(Saved entries)
◇ ◇ ◇
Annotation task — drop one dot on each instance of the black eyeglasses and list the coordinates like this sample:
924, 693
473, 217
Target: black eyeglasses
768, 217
◇ ◇ ◇
> _WHAT IS EXPECTED_
Every line above should be transcribed exactly.

> _WORKED SOLUTION_
Annotation task — drop one dot on each instance of the black eyeglasses and list the coordinates like this sample:
924, 693
473, 217
Target: black eyeglasses
768, 217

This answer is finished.